SUPPLIED TEXT:
The climatological mean of the MAC of the Niño-3 region SST has a maximum in April and a minimum in October, with a 2.5°C maximum-to-minimum range (Fig. 6a). This characteristic agrees with the findings of Gu and Philander (1995), who analyzed the annual cycle of local SST at 125° and 103°W along the equator using a bandpassed (0.7–1.2 yr) wavelet analysis method. It is also consistent with the climatological mean annual cycle for the period 1881–2007, which reaches a maximum of 27.2°C in April and a minimum of 24.6°C in September/October (Fig. 2a). In April, the southeast trades in the eastern part of the tropical Pacific basin are weakest (Dijkstra 2006). The relaxation of the meridional wind and the large heat flux across the sea surface at that time contributes to the seasonal maximum in SST. During September and October, the strong upwelling due to strong southeast trades, together with a weak heat flux, results in a seasonal minimum in SST (Koeberle and Philander 1994; Gu and Philander 1995).

The MACs of individual years have large year-to-year variation (Fig. 6a). For each month, the year-to-year difference can range from 1.2° (April) to 2.0°C (November). For example, the MAC can be 0.7°C in April but reach −1.9°C in October. Composites of MACs during El Niño and La Niña years (Fig. 6b) show that the amplitude of the MAC tends to be smaller than the climatological mean MAC during El Niño years and larger during La Niña years. This result confirms the results of Gu and Philander (1995) on the interaction between the SST annual cycle and ENSO. From the composite MACs, we also find that while the peaks of the mean MAC for El Niño years and for La Niña years are both in April, the troughs of the mean MAC for El Niño years appear one month earlier than in the climatological mean MAC, whereas the troughs of the mean MAC for La Niña years appear one month later than in the climatological mean MAC, which has not been noted before. This difference in the timing of the minima between an El Niño year and a La Niña year might be attributed to the weakening upwelling commencing earlier in El Niño years than in La Niña years. A more detailed mechanism remains to be worked out.

The large amplitude modulation displayed in Fig. 6a leads to further investigation of the variability and change in the instantaneous amplitude of the MAC for the period 1881–2007 (Fig. 6c). The amplitude of the MAC exhibits large interannual variability during this period: the mean amplitude is 1.3°C, and the largest amplitude is 1.95°C in 1956 and the smallest is 0.77°C in 2003. The amplitude in 1997 is 0.82°C, the third smallest amplitude during this period. The overall linear trend for the period 1881–2007 is not statistically significant (0.007°C century−1); however, the adaptive centennial nonlinear trend (Wu et al. 2007), which is the sum of the last three components extracted using the EEMD method, reveals a clear secular change from an increasing amplitude to a decreasing one (Fig. 6c), with the turning point in the late 1940s (around 1947/48). This turning point is determined by identifying the maximum amplitude location (with its first-order derivative being zero) in the centennial trend of amplitude (figure not shown). The peak of this centennial trend is about 1.4°C, and the minimum is 1.2°C in the early 2000s, with a difference of 0.2°C and a decrease of 14% since the late 1940s. These characteristics are consistent with those identified by Torrence and Webster (1999), who analyzed the cumulative variance curve for the 1-yr Niño-3 SST variance using the wavelet method and reported higher annual cycle variance from 1935 to 1960. However, the secular change in the amplitude of the annual cycle of the Niño-3 SST is a new finding in this study: the linear trend for the period 1881–1948 is 0.028° and −0.024°C decade−1 for the period 1948–2007; both are statistically significant at p < 0.01 under the Mann–Kendall test.

STORED RECORDS:
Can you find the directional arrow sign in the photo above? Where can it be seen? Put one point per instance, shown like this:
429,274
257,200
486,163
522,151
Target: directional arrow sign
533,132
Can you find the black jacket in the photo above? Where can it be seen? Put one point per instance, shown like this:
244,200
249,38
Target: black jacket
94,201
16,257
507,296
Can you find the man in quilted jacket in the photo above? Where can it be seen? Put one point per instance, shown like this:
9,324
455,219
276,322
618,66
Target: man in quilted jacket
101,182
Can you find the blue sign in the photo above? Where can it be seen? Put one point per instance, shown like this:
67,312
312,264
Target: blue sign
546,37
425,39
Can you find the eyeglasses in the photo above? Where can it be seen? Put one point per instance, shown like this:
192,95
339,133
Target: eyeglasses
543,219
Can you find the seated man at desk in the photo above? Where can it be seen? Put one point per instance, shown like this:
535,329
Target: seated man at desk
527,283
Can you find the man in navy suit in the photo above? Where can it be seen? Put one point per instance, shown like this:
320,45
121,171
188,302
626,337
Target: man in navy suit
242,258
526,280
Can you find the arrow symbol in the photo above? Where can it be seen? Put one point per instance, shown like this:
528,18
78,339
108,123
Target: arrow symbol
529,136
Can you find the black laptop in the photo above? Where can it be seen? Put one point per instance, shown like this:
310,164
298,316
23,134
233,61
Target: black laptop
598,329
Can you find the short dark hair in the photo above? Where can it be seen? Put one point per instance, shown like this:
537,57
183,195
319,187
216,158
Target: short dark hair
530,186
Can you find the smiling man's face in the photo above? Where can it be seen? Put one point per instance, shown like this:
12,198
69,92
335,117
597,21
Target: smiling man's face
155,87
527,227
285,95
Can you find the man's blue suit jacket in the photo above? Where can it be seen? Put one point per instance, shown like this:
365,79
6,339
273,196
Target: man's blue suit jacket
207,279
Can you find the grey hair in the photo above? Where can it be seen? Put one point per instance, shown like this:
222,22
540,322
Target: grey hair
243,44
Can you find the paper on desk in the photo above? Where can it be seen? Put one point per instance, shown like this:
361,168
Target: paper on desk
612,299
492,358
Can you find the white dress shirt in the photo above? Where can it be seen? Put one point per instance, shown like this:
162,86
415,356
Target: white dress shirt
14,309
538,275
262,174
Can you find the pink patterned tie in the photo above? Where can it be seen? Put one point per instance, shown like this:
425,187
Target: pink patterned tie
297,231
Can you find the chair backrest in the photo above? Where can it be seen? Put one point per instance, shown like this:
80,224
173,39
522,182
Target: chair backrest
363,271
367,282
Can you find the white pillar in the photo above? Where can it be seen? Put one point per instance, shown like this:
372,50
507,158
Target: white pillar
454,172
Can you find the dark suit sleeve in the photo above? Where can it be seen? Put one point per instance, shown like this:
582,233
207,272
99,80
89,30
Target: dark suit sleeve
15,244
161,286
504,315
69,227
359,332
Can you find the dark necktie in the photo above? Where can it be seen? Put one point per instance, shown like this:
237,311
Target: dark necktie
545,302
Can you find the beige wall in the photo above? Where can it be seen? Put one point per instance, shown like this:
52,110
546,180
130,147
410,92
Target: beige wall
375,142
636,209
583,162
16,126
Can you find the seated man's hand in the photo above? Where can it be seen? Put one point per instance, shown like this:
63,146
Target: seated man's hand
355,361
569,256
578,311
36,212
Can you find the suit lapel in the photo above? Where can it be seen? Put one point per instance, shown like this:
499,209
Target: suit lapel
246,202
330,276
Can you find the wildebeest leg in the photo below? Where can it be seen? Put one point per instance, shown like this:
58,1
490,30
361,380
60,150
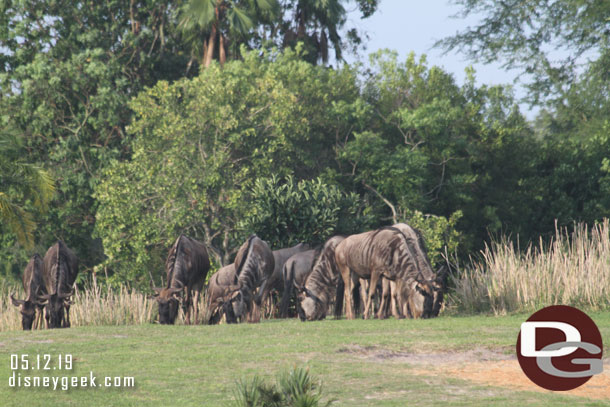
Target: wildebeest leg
372,288
196,307
288,282
347,280
189,301
339,298
364,292
67,317
385,296
394,300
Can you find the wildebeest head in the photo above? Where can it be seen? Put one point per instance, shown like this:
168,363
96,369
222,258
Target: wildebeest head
312,307
55,308
417,298
168,301
28,312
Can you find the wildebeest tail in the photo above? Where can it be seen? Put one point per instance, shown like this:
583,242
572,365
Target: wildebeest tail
339,298
288,282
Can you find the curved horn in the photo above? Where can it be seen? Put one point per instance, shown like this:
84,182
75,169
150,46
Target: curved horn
17,302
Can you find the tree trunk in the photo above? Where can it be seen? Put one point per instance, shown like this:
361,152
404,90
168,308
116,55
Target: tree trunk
222,53
207,60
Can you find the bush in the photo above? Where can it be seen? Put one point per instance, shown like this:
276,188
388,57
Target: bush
292,389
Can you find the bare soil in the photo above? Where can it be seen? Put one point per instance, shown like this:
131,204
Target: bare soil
480,365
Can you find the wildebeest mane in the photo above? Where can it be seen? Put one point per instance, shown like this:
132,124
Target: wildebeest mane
174,257
244,256
324,275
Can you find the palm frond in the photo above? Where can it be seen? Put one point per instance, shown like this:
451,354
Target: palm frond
17,220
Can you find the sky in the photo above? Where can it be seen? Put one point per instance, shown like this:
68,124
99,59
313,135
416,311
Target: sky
415,25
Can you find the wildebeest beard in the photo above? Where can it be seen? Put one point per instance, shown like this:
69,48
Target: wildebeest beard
320,283
55,311
168,310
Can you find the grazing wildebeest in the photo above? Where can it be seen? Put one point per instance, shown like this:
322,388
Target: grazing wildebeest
383,253
60,268
417,245
275,281
219,283
254,264
323,283
33,285
295,272
186,267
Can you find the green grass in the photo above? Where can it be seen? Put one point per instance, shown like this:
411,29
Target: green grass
199,365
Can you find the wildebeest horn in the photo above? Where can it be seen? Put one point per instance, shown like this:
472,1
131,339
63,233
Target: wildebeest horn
17,302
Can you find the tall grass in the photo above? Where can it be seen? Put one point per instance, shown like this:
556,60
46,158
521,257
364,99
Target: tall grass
573,269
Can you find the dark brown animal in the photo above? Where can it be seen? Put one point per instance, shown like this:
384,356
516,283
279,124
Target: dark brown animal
33,304
384,253
322,285
60,268
295,272
254,264
186,267
438,279
217,287
276,281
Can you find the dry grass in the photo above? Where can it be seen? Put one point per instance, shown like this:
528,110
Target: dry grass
573,269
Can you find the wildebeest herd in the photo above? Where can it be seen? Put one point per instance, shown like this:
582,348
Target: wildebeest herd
384,272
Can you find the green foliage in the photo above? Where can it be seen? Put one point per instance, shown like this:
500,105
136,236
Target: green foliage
285,212
200,145
295,388
547,40
440,234
25,189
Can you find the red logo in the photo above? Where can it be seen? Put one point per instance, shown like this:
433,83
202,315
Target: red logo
559,348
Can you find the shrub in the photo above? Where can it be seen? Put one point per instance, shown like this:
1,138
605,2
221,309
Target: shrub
295,388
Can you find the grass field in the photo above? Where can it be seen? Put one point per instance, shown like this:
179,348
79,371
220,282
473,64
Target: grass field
360,363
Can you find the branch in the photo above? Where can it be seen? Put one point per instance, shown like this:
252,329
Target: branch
394,216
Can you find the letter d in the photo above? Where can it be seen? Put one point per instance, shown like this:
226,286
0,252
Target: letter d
528,338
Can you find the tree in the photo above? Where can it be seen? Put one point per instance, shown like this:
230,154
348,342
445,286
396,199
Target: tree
286,212
67,71
548,40
23,187
206,23
318,25
200,145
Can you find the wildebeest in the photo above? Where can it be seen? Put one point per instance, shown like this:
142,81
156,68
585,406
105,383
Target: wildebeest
186,267
60,268
275,281
417,245
384,253
323,283
294,273
217,287
33,285
254,264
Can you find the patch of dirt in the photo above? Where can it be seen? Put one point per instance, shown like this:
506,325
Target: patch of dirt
508,374
480,365
382,355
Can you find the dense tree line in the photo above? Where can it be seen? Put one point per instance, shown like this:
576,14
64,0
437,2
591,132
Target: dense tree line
125,123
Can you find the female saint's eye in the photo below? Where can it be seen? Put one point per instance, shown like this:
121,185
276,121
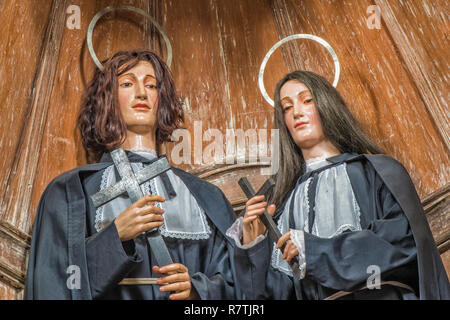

WHAT IS ASKED: In the text on the Niño-3 sea surface temperature annual cycle, what was the largest amplitude of the MAC between 1881 and 2007, and in which year did it occur?

RESULT: The largest amplitude was 1.95°C, in 1956.